Continue the documentation below on the Glams animal management system, beginning after its final sentence.

• **Extract**
▼▼▼

Skip to content

kyleellefsen/Glams

Repository files navigation

Glams

Title:Glams - A browser based animal management system
Author:Kyle Ellefsen
Date:2015.06.04
Description:Glams is a browser based animal management system, designed for managing mice colonies in a university research settings. Rather than keeping track of breeding, genotyping, planned and completed experiments in a spreadsheet, Glams enables researches to store all this information in a MySQL database and manipulate it in your browser.

Overview

Glams is organized into two 'views': Mouse view and Cage view. You can choose which categories are displayed in each view.

glams/docs/img/glams0.JPG

In Mouse view, each row represents a mouse. Double click on a column header allows you to filter that column. For example, you can filter by age to find mice in a given age range. If you are displaying categories having to do with experiments, each row represents a particular experiments. This allows you to quickly look through all the experiments you've performed.

▲▲▲

• **Provided information**
▼▼▼

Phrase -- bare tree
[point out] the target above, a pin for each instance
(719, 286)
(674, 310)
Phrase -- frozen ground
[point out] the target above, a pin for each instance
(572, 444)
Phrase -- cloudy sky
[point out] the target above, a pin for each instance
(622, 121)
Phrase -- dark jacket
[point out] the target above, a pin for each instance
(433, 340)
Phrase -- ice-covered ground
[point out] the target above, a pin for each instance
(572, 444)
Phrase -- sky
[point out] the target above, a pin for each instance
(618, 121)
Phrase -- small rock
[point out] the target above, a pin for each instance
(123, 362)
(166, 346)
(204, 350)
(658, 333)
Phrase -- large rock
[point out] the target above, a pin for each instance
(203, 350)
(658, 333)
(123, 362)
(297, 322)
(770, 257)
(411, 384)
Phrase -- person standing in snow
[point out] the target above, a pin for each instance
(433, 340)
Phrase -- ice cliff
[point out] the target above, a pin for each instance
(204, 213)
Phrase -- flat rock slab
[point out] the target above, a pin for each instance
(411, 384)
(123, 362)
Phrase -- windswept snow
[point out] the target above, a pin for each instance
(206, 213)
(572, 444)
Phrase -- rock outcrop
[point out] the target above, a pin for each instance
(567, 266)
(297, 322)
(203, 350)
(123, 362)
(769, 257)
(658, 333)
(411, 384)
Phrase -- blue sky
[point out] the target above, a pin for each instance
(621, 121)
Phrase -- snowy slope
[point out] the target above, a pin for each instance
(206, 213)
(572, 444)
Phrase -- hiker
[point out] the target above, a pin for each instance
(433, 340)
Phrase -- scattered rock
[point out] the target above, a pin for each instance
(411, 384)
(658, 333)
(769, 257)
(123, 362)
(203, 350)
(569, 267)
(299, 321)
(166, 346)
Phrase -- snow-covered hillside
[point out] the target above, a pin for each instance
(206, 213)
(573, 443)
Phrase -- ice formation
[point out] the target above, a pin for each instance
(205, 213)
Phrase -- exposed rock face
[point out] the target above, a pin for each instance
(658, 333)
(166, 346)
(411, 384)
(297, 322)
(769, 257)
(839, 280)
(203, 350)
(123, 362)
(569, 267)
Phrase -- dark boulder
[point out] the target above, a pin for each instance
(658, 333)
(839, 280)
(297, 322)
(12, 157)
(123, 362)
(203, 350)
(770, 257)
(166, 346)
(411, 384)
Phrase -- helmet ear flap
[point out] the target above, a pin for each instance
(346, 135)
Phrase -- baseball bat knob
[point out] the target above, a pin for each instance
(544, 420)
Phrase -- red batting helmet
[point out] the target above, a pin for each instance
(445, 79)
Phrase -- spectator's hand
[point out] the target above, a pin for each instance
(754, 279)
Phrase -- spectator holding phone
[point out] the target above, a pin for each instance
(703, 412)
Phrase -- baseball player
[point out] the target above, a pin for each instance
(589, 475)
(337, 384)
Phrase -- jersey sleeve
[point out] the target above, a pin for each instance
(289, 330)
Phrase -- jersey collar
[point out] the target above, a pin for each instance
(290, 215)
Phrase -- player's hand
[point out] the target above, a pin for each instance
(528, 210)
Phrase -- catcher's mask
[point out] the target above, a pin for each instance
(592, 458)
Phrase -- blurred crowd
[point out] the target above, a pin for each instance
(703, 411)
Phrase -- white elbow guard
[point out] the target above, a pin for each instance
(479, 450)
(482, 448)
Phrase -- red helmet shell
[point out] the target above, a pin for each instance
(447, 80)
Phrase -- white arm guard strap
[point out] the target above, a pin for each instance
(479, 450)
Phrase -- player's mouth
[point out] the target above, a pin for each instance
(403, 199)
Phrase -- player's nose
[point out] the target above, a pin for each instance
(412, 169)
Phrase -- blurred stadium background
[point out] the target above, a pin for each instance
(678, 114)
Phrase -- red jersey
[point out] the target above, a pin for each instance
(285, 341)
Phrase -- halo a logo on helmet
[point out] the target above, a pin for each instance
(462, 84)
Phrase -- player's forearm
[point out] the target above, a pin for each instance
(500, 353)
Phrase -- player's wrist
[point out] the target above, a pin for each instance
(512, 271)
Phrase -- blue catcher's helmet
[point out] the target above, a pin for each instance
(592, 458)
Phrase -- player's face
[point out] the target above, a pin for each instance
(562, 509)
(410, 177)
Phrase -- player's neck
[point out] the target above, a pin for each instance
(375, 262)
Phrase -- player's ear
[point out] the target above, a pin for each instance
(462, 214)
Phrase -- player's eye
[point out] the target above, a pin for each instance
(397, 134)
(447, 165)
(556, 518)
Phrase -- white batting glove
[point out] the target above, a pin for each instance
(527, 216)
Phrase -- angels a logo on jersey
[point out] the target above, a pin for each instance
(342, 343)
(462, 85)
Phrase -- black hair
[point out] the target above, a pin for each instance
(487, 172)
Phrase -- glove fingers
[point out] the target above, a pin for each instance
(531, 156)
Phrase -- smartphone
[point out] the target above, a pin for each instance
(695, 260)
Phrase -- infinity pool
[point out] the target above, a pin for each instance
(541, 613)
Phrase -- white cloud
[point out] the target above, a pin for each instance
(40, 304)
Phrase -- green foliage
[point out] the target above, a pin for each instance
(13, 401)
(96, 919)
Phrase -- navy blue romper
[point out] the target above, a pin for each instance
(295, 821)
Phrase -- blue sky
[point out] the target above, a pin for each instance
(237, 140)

▲▲▲

• **Task response**
glams/docs/img/glams1.JPG

In Cage view, each row represents a cage. You can see the residents of each cage as colored rectangles. Blue indicates male mice, red indicates females, yellow indicates unknown gender. A black box indicates an experiment has been planned or performed.

glams/docs/img/glams2.JPG

To edit information about a mouse, click on that mouse's name. A dialog will pop up with detailed editable information.

glams/docs/img/glams4.JPG

You can edit cages the same way.

glams/docs/img/glams5.JPG

When editing cage information, clicking the 'History' tab displays the automatically generated history of that cage.

glams/docs/img/glams6.JPG

Clicking on the 'Residents' tab displays the current residents of that cage. If you open multiple cages, you can transfer mice by dragging and dropping from one cage to another. This transfer is saved in the database.

glams/docs/img/glams7.JPG

Clicking on the +PL button in the 'Resident's tab adds a pup litter to that cage. Clicking on that pup litter will give you the option to separate it into any combination of males, females, or unknowns.

INSTALLATION FOR WINDOWS

  1. Install MySQL (for windows.)
    • Install the Developer version.
    • Choose Sever Machine when prompted for 'server configuration type'.
    • Choose Enable TCP/IP Networking if you would like to access Glams from other computers.
    • Leave the port number as the default 3306.
    • Keep Open firewall port for network access checked.
    • Use your lab password as the MySQL Root Password.
    • Add a user.
    • Set 'host' to be <All Hosts (%)>.
    • Set 'Role' as DB Admin.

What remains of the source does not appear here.